> **What the task requires**:
Scale the entries between the line holding "[point] at the dew" and the end of the entries, inclusive. Rewrite every line in that span with the wording unchanged, except that each coordinate in the answers is multiplied by 0.5 and rounded to a whole number, with halves rounded up.
═══
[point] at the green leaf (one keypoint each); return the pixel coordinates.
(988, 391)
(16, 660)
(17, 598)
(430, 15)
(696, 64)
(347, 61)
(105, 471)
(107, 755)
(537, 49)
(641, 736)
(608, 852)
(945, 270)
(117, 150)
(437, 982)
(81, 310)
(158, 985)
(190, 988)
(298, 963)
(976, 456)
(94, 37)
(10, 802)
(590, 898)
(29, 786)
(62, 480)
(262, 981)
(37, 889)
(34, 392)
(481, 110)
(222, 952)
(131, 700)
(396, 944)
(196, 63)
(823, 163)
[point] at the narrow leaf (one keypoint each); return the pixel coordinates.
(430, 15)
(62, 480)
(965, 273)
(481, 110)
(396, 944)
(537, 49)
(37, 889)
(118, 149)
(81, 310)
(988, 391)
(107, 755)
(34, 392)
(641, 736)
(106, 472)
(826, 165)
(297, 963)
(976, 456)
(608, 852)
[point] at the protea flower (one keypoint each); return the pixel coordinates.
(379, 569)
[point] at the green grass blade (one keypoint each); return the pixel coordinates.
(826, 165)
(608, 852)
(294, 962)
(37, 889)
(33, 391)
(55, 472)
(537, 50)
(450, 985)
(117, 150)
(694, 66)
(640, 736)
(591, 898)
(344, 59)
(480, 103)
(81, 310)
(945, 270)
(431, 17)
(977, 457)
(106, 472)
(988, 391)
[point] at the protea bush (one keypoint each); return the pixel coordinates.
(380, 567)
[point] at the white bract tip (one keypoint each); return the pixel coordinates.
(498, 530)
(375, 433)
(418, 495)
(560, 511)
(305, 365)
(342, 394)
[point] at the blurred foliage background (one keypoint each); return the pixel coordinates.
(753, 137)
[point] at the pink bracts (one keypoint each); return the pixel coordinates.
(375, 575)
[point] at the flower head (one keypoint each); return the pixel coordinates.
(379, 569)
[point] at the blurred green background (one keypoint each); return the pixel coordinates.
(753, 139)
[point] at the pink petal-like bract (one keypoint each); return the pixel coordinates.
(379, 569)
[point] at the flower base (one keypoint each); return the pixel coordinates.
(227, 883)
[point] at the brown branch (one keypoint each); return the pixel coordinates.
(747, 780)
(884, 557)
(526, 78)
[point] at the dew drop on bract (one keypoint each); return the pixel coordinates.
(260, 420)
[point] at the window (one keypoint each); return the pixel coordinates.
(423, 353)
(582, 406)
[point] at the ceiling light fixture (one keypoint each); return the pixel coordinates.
═══
> **Expected answer**:
[point] at the dew drop on bract (one keypoint each); return the pixel coordinates.
(130, 210)
[point] at the window (one keypoint each); return the pixel coordinates.
(212, 177)
(291, 203)
[point] at the ceiling light fixture (one keypoint each); return the pixel coordinates.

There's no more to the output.